* _EXCERPT_

+++

Evaluation#

APIs for post-run analysis and comparison utilities.

API path: apem.unit_based_model.evaluation

Public entrypoints for post-processing and comparing saved US-model results.

compare_price_algorithms(df, *, align_on=None, baseline=None)[source]#

Compare algorithm price series on aligned observations.

Parameters:
  • df (DataFrame) – input price table with one algorithm and price value per aligned observation

  • align_on (Sequence[str] | None) – explicit alignment key columns; when omitted, all non-required columns are used, or an inferred row index if none are available

  • baseline (str | None) – optional algorithm name; if provided, only pairs including this baseline are returned

Returns:

pairwise comparison table with mean levels, mean differences, absolute differences, and correlation per algorithm pair

Raises:

ValueError – if duplicates exist for the same alignment key and algorithm, if fewer than two algorithms are present, or if baseline is not present

Return type:

DataFrame

create_timestamped_output_dir(evaluation_root, *name_parts, max_dir_name_length=64)[source]#

Create a timestamped output directory with bounded folder-name length.

On Windows, long absolute paths can fail around the default 260-character limit. This helper keeps the timestamped folder segment compact and appends a stable hash when truncation is required.

Parameters:
  • evaluation_root (Path)

  • name_parts (str)

+++

* _RAW DATA_
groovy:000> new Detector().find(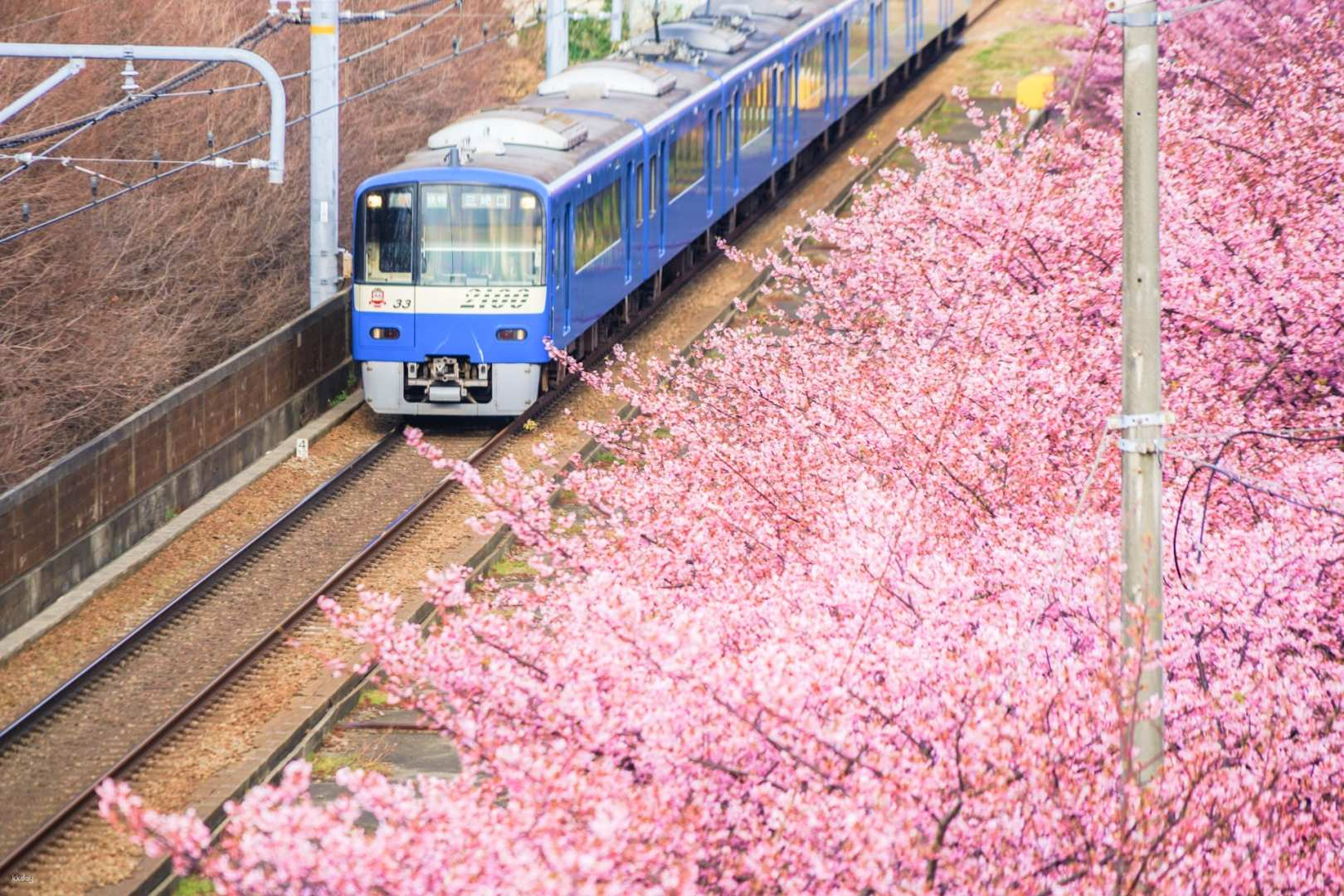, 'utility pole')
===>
[1108,0,1169,785]
[308,0,340,308]
[546,0,570,78]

+++

* _WHAT TO PRODUCE_
Print the evaluation API documentation above from "ValueError – if" up to and including "truncation is required.", unchanged.

* _CORRECT RESPONSE_
ValueError – if duplicates exist for the same alignment key and algorithm, if fewer than two algorithms are present, or if baseline is not present

Return type:

DataFrame

create_timestamped_output_dir(evaluation_root, *name_parts, max_dir_name_length=64)[source]#

Create a timestamped output directory with bounded folder-name length.

On Windows, long absolute paths can fail around the default 260-character limit. This helper keeps the timestamped folder segment compact and appends a stable hash when truncation is required.